La surperformance annuelle moyenne des actions américaines au cours des 15 dernières années s’élève à 5 % (en prenant en compte le coût de couverture de 2 %). Deux éléments principaux sous-tendent cette différence : la croissance plus élevée des bénéfices (+2,4 %) et l’augmentation de 3,8 % de la valorisation. Les bons résultats de la Bourse américaine n’ont fait qu’attirer davantage de capitaux internationaux, ce qui a tiré le dollar vers le haut.

2. Le taux d’intérêt à court terme aux États-Unis

Depuis fin 2014, les taux d’intérêt à court terme sont passés de 0,12 % à 5,3 % fin 2023. En revanche, la BCE n’a relevé ses taux d’intérêt à court terme à 0,5 % que le 21 juillet 2022. Il n’est pas surprenant que le taux de change du dollar par rapport à l’euro ait augmenté depuis la mi-2014 (1 euro = 1,13 dollar) pour atteindre approximativement la parité à la fin du mois d’août 2022. En effet, les différentiels de taux d’intérêt sont à l’origine de nombreuses évolutions monétaires. L’euro explique à lui seul près de 20 % de la hausse du dollar (du fait du poids de l’euro dans le Real Dollar Index).

- [Entrées de données recueillies]
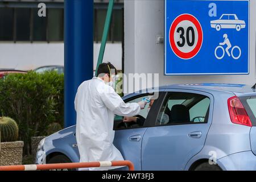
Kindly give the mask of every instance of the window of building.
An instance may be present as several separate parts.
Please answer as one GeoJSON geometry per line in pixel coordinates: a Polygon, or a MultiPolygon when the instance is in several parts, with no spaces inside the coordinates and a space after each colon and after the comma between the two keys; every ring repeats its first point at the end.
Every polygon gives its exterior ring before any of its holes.
{"type": "Polygon", "coordinates": [[[32,41],[46,41],[47,17],[39,17],[38,9],[32,9],[33,29],[31,34],[32,41]]]}
{"type": "Polygon", "coordinates": [[[0,8],[0,40],[13,40],[14,11],[11,8],[0,8]]]}
{"type": "MultiPolygon", "coordinates": [[[[0,2],[1,3],[1,2],[0,2]]],[[[63,42],[63,5],[51,6],[46,3],[46,17],[39,17],[37,3],[22,2],[0,7],[0,41],[63,42]]],[[[115,3],[107,41],[120,42],[123,36],[123,3],[115,3]]],[[[94,7],[94,41],[101,42],[108,10],[107,3],[94,7]]]]}
{"type": "Polygon", "coordinates": [[[49,41],[63,41],[64,10],[63,9],[51,9],[48,10],[49,41]]]}
{"type": "Polygon", "coordinates": [[[18,8],[15,10],[16,40],[17,41],[30,40],[30,9],[18,8]]]}

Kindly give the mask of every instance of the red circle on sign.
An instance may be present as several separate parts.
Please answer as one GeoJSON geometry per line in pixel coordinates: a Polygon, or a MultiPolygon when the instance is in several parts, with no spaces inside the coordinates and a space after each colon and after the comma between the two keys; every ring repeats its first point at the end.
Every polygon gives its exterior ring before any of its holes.
{"type": "Polygon", "coordinates": [[[174,52],[177,56],[183,59],[188,59],[192,58],[199,52],[201,48],[203,43],[203,30],[201,24],[198,21],[198,20],[193,15],[188,14],[184,14],[177,16],[172,22],[169,32],[169,41],[174,52]],[[178,48],[176,47],[175,43],[174,42],[174,31],[177,24],[183,21],[188,20],[195,24],[196,30],[198,32],[198,40],[196,46],[195,47],[194,49],[189,52],[183,52],[180,51],[178,48]]]}

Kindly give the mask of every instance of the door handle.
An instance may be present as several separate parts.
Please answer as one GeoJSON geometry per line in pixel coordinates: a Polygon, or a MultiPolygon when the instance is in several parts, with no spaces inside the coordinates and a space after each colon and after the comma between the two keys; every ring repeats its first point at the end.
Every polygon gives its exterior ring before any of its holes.
{"type": "Polygon", "coordinates": [[[141,136],[140,135],[133,135],[129,138],[129,141],[131,142],[139,142],[141,140],[141,136]]]}
{"type": "Polygon", "coordinates": [[[189,133],[188,135],[192,138],[200,138],[202,136],[202,133],[201,131],[194,131],[189,133]]]}

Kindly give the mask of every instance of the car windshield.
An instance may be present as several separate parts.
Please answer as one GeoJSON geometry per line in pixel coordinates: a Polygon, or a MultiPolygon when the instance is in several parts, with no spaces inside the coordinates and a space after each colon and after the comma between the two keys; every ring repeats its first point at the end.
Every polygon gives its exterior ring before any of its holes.
{"type": "Polygon", "coordinates": [[[237,18],[236,18],[236,16],[234,15],[229,15],[229,19],[236,20],[237,19],[237,18]]]}
{"type": "Polygon", "coordinates": [[[229,19],[229,16],[226,15],[222,15],[220,18],[220,19],[229,19]]]}

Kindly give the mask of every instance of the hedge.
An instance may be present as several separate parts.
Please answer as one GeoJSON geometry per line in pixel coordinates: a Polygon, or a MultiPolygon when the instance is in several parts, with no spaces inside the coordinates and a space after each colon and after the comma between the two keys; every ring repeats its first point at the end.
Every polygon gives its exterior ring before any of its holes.
{"type": "Polygon", "coordinates": [[[64,125],[64,75],[9,74],[0,79],[0,114],[14,119],[19,126],[19,140],[24,155],[31,154],[31,138],[46,135],[51,123],[64,125]]]}

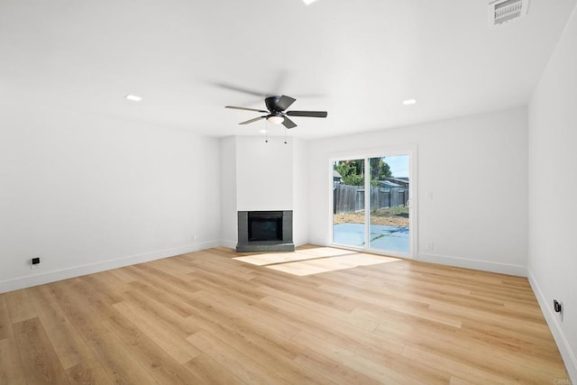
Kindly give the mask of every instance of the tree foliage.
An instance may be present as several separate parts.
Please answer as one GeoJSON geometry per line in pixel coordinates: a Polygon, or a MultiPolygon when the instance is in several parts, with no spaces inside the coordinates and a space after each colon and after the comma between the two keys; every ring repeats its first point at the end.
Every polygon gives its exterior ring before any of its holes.
{"type": "MultiPolygon", "coordinates": [[[[378,186],[379,180],[392,176],[384,158],[371,158],[370,163],[371,186],[378,186]]],[[[334,169],[341,174],[345,185],[364,186],[363,160],[340,160],[334,164],[334,169]]]]}

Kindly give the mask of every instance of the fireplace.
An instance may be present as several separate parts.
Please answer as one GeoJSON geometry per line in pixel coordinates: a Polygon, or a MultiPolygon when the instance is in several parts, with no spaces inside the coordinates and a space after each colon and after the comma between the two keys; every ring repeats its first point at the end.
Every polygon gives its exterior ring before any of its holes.
{"type": "Polygon", "coordinates": [[[292,252],[292,211],[239,211],[237,252],[292,252]]]}

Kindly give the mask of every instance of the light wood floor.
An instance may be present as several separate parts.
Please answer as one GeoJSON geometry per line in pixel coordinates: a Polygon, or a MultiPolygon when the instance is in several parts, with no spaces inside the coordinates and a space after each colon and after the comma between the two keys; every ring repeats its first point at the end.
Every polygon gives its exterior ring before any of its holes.
{"type": "Polygon", "coordinates": [[[403,260],[298,276],[238,256],[211,249],[0,295],[0,383],[568,379],[526,279],[403,260]]]}

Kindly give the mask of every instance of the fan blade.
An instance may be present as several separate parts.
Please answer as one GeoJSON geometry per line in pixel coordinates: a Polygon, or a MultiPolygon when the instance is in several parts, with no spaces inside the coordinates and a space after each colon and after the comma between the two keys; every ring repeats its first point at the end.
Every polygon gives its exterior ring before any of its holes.
{"type": "Polygon", "coordinates": [[[279,111],[284,111],[287,108],[288,108],[290,106],[290,105],[292,105],[293,103],[295,103],[297,99],[294,99],[290,96],[287,96],[285,95],[283,95],[282,96],[280,96],[279,98],[279,101],[277,102],[277,110],[279,111]]]}
{"type": "Polygon", "coordinates": [[[247,107],[236,107],[234,105],[225,105],[224,108],[233,108],[234,110],[244,110],[244,111],[254,111],[255,113],[263,113],[263,114],[268,114],[268,111],[264,111],[264,110],[257,110],[255,108],[247,108],[247,107]]]}
{"type": "Polygon", "coordinates": [[[239,123],[239,124],[249,124],[251,123],[254,123],[254,122],[258,122],[261,119],[264,119],[266,116],[259,116],[259,117],[255,117],[254,119],[251,119],[251,120],[247,120],[246,122],[242,122],[239,123]]]}
{"type": "Polygon", "coordinates": [[[270,96],[274,94],[267,94],[265,92],[261,92],[259,90],[255,90],[255,89],[250,89],[250,88],[244,88],[243,87],[239,87],[239,86],[235,86],[234,84],[227,84],[227,83],[213,83],[215,86],[223,87],[223,88],[226,88],[226,89],[231,89],[233,91],[238,91],[238,92],[242,92],[243,94],[248,94],[248,95],[253,95],[255,96],[261,96],[261,97],[267,97],[267,96],[270,96]]]}
{"type": "Polygon", "coordinates": [[[295,122],[291,121],[287,116],[285,116],[285,120],[282,121],[282,125],[284,125],[285,127],[287,127],[288,129],[297,126],[297,124],[295,124],[295,122]]]}
{"type": "Polygon", "coordinates": [[[326,111],[287,111],[288,116],[326,117],[326,111]]]}

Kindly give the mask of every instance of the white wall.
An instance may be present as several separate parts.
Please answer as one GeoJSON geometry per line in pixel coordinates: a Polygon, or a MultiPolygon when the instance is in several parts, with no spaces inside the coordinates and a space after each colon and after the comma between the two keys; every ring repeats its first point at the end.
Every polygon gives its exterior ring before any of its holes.
{"type": "Polygon", "coordinates": [[[220,244],[232,249],[238,242],[236,138],[229,136],[220,140],[220,244]]]}
{"type": "Polygon", "coordinates": [[[237,211],[293,210],[293,242],[308,243],[307,142],[292,137],[223,138],[221,244],[238,242],[237,211]]]}
{"type": "Polygon", "coordinates": [[[308,142],[291,138],[293,143],[293,242],[308,243],[308,142]]]}
{"type": "Polygon", "coordinates": [[[16,102],[0,133],[0,291],[218,244],[216,139],[16,102]]]}
{"type": "Polygon", "coordinates": [[[331,154],[402,145],[417,146],[418,259],[525,275],[526,108],[310,142],[309,241],[328,242],[331,154]]]}
{"type": "Polygon", "coordinates": [[[577,383],[577,8],[529,104],[528,274],[577,383]],[[564,304],[563,323],[553,300],[564,304]]]}
{"type": "Polygon", "coordinates": [[[236,137],[238,211],[292,210],[293,141],[236,137]]]}

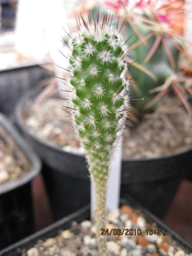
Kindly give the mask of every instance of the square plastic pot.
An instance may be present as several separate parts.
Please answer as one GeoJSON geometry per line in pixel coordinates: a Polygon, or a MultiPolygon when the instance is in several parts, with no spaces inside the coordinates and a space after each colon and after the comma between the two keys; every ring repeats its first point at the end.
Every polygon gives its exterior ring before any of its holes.
{"type": "Polygon", "coordinates": [[[34,232],[31,182],[38,174],[41,163],[33,150],[0,113],[0,125],[13,138],[31,164],[30,170],[17,180],[0,185],[0,249],[34,232]]]}
{"type": "MultiPolygon", "coordinates": [[[[127,200],[121,199],[120,204],[127,204],[134,209],[138,210],[139,212],[141,212],[143,215],[147,222],[156,223],[158,228],[161,229],[164,229],[165,234],[166,235],[170,235],[173,239],[176,241],[181,248],[184,248],[188,253],[192,251],[191,245],[181,238],[150,212],[138,204],[131,197],[129,197],[127,200]]],[[[38,240],[44,240],[48,238],[54,237],[59,230],[69,228],[71,223],[74,221],[79,223],[83,220],[89,219],[90,211],[89,206],[85,206],[80,210],[63,218],[41,231],[38,231],[21,241],[0,251],[0,256],[20,256],[20,252],[22,250],[30,249],[37,243],[38,240]]]]}

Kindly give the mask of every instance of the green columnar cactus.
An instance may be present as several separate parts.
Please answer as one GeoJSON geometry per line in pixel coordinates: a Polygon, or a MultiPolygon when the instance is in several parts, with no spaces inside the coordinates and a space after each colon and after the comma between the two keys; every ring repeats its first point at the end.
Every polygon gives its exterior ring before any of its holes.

- [Questions sur le texte]
a – Recopiez le passage du texte sur la hausse du dollar qui va de « 2. Le taux d’intérêt » jusqu'à « le Real Dollar Index). ».
b – Les affirmations suivantes concordent-elles avec le texte sur la hausse du dollar ? Répondez à chacune par oui ou par non, en citant les mots du texte qui tranchent.
(i) La BCE a relevé ses taux d'intérêt à court terme à 0,5 % le 21 juillet 2022.
(ii) La croissance plus élevée des bénéfices des actions américaines atteint +3,8 %.
(iii) L'euro explique près de la moitié de la hausse du dollar.

- [Réponses]
a –
2. Le taux d’intérêt à court terme aux États-Unis

Depuis fin 2014, les taux d’intérêt à court terme sont passés de 0,12 % à 5,3 % fin 2023. En revanche, la BCE n’a relevé ses taux d’intérêt à court terme à 0,5 % que le 21 juillet 2022. Il n’est pas surprenant que le taux de change du dollar par rapport à l’euro ait augmenté depuis la mi-2014 (1 euro = 1,13 dollar) pour atteindre approximativement la parité à la fin du mois d’août 2022. En effet, les différentiels de taux d’intérêt sont à l’origine de nombreuses évolutions monétaires. L’euro explique à lui seul près de 20 % de la hausse du dollar (du fait du poids de l’euro dans le Real Dollar Index).

b –
(i) Oui : « la BCE n’a relevé ses taux d’intérêt à court terme à 0,5 % que le 21 juillet 2022 ».
(ii) Non : « la croissance plus élevée des bénéfices (+2,4 %) ».
(iii) Non : « L’euro explique à lui seul près de 20 % de la hausse du dollar ».